● **Stated exercise**
Which lines in the rows below contain the word "blue"? Copy out each of them.

● **Information given**
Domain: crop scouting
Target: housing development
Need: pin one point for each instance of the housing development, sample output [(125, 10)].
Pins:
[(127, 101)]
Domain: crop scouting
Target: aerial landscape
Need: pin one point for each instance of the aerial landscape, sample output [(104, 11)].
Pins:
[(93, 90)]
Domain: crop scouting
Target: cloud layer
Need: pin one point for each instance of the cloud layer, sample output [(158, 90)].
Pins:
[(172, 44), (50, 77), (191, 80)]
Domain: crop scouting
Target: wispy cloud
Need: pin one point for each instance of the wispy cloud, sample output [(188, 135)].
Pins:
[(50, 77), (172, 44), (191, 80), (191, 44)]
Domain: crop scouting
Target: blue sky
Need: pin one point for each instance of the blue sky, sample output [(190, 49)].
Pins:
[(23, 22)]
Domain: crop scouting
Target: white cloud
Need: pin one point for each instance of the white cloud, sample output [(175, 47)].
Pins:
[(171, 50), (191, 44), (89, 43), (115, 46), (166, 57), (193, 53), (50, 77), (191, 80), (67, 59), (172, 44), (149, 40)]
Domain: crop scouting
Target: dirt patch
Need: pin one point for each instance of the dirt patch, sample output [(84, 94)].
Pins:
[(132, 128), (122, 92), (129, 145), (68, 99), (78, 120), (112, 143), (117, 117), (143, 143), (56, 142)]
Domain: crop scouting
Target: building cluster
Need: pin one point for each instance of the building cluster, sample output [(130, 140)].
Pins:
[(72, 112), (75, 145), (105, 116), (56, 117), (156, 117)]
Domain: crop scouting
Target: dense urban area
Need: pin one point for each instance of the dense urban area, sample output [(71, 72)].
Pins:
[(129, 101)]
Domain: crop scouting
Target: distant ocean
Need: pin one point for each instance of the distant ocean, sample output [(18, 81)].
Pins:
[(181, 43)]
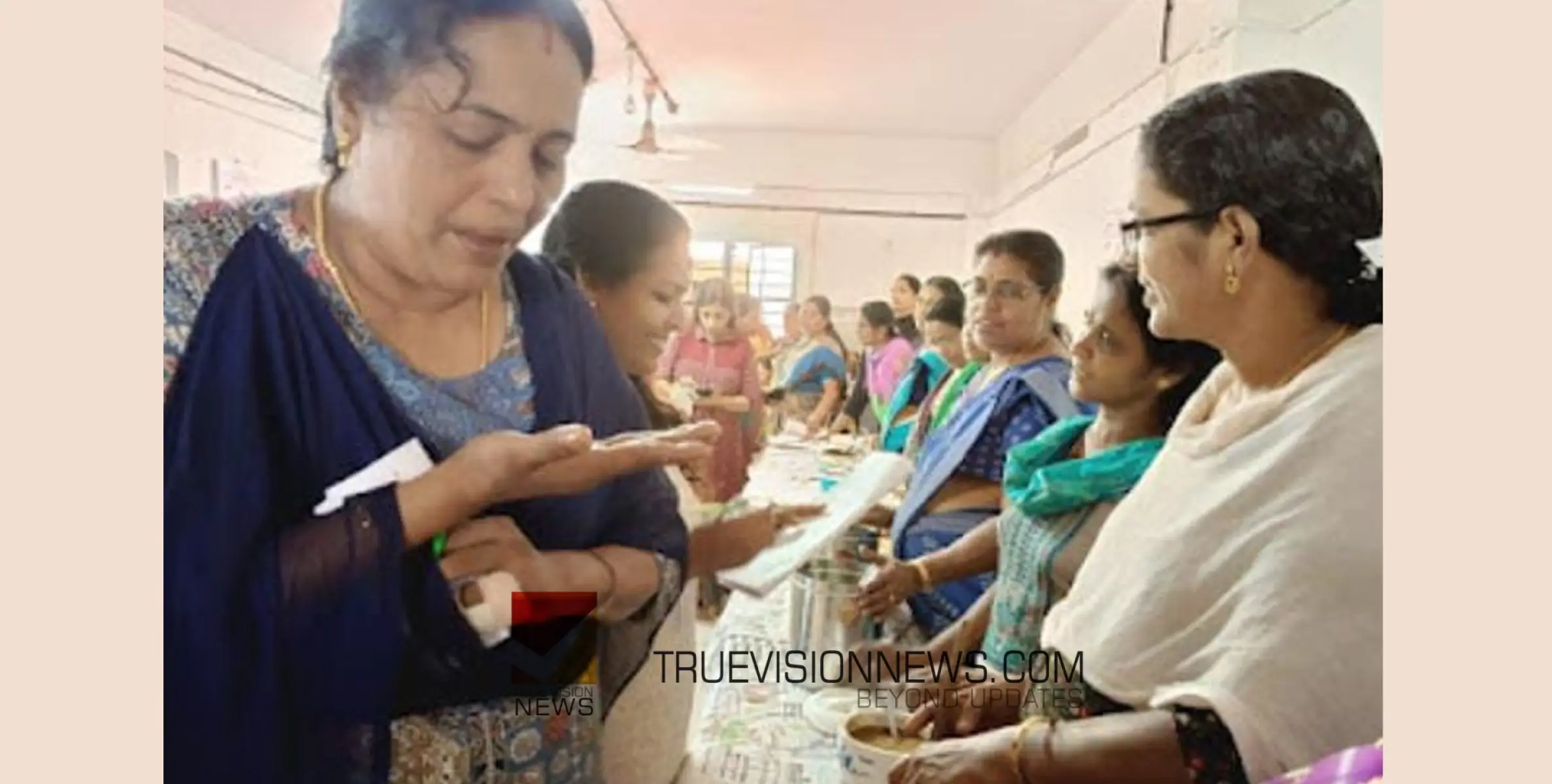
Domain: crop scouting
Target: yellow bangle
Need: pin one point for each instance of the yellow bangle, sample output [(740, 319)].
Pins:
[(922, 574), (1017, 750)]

==

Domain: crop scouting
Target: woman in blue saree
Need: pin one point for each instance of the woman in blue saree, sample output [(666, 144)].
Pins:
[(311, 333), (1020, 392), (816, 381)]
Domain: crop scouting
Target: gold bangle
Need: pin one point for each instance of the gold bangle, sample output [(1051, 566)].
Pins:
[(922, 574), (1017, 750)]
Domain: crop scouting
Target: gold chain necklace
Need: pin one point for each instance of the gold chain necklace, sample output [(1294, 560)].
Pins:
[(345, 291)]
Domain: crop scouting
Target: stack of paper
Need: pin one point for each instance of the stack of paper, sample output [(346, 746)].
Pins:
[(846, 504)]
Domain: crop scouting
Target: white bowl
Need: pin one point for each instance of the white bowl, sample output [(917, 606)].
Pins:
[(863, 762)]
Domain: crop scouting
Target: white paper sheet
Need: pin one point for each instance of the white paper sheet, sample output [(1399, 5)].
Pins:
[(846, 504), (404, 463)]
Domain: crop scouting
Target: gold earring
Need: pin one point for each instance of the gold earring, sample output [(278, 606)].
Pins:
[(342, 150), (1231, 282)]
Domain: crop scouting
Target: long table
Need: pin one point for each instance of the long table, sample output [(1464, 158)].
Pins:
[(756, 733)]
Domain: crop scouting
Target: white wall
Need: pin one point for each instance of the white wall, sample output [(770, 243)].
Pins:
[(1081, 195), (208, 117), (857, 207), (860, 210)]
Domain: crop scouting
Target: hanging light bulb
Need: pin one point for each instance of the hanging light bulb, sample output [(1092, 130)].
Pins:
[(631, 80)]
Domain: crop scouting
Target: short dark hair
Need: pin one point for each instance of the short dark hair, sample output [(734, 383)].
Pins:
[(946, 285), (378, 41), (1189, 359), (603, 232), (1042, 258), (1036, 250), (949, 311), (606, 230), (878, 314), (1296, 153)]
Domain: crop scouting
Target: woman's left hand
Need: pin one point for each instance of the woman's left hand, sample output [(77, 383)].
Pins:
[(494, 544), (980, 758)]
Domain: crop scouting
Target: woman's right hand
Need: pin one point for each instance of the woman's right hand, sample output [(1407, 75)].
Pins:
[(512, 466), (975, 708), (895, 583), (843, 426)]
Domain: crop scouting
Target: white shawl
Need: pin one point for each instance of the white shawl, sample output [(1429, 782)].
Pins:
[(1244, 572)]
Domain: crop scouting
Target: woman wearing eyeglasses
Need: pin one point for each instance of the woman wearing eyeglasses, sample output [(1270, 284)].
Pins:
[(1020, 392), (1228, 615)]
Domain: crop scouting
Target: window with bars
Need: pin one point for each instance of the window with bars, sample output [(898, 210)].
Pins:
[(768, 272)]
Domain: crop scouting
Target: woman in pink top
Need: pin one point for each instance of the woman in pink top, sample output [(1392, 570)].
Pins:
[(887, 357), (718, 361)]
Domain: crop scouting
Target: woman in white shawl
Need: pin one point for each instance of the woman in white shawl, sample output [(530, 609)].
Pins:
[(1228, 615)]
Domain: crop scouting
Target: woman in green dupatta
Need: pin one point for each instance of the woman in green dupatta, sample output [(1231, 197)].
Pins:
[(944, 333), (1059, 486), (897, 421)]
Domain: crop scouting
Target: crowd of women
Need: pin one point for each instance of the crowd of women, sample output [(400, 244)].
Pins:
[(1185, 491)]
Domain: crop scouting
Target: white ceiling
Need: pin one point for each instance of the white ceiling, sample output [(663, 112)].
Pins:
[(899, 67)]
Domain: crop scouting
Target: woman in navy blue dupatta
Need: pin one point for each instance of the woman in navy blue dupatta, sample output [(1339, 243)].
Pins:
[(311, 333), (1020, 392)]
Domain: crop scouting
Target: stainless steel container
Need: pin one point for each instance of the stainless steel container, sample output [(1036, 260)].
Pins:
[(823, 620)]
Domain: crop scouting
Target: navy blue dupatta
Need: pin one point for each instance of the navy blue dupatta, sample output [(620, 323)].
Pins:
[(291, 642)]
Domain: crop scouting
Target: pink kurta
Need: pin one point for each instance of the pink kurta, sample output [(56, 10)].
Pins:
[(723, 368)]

● **Output of the task**
Target: blue sky
Need: pin one point for each instance of the blue sky, sample output [(190, 49)].
Target: woman in blue saree
Need: pin one point for each instance of the woman in blue saree, sample output [(666, 144)].
Target: woman in navy blue dupatta
Need: pin one point for each instance of the woman in navy blue dupatta, sample output [(1339, 243)].
Target: navy blue dupatta
Need: pin one point for each instance of the navy blue dupatta, sample output [(620, 323)].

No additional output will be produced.